### Data for this exercise
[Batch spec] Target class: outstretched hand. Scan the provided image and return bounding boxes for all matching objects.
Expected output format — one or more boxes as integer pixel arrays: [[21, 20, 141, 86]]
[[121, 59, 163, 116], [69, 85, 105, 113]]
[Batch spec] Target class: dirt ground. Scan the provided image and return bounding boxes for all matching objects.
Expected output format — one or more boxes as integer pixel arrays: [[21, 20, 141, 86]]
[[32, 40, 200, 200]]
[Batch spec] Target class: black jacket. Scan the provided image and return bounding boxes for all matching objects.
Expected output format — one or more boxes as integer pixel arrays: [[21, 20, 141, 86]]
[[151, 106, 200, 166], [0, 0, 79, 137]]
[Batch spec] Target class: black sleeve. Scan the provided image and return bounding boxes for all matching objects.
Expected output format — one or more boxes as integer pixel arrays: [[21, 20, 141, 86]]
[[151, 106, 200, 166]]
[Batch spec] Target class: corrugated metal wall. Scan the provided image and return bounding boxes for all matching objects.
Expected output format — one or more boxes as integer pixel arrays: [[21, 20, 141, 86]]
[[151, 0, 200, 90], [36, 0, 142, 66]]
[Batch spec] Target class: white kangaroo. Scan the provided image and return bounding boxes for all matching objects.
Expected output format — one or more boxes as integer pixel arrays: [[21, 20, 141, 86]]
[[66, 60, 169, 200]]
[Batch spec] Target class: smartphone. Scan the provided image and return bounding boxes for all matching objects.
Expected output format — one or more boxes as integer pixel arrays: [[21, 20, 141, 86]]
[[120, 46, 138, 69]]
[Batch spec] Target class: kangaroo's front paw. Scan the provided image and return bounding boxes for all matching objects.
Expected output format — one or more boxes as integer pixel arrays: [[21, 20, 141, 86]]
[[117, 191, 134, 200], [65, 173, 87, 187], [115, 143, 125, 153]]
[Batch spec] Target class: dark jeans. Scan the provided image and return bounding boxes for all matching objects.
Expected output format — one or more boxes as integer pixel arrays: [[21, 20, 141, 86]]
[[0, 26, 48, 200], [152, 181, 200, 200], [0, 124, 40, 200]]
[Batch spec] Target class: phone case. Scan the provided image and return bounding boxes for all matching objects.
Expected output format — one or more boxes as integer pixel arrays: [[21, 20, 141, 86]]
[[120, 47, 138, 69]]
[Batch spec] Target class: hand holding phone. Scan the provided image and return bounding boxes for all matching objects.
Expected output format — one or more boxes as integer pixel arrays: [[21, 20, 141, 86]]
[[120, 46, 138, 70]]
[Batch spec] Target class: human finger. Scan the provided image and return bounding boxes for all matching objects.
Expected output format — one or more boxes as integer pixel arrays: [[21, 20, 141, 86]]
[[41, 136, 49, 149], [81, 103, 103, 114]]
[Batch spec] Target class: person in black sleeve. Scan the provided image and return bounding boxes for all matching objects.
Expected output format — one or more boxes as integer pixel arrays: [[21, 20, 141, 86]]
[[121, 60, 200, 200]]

### Stated goal
Transcribe everything from the start of the material down to the line containing "[[66, 60, 169, 200]]", both included, reproducing each line without alteration.

### Task solution
[Batch spec] Target class: outstretched hand. Scan the provided image and return bounding boxes for all matching objects.
Expected output format — one or more boxes as integer pixel arrays: [[21, 20, 141, 86]]
[[121, 59, 163, 116], [69, 85, 105, 113]]
[Batch spec] Target class: dirt ground. Scan the provided image and return bounding boxes for all matching objects.
Expected output format — one or more boxes as integer pixel arrays: [[21, 20, 141, 86]]
[[32, 40, 200, 200]]
[Batch spec] Target class: black jacket. Scan the provided image and return bounding boxes for all matching objects.
Expected output format — one or more boxes as integer pixel arrays: [[21, 20, 141, 86]]
[[151, 106, 200, 166], [0, 0, 79, 137]]
[Batch spec] Target class: black sleeve. Scan the provided image and return bounding boxes for all matching objects.
Expected output format — one or more boxes as integer pixel arrays: [[21, 20, 141, 86]]
[[151, 106, 200, 166]]
[Batch spec] Target class: corrugated metal wall. Scan the provided image and return bounding boxes for all matching objects.
Expected output format — one or more boxes as integer pixel arrays: [[21, 20, 141, 86]]
[[151, 0, 200, 90], [36, 0, 142, 66]]
[Batch spec] Target class: white kangaroo. Scan the provided image and return bounding boxes for all matching objects.
Expected output format — one or more boxes as integer pixel arrays: [[21, 20, 141, 86]]
[[66, 60, 169, 200]]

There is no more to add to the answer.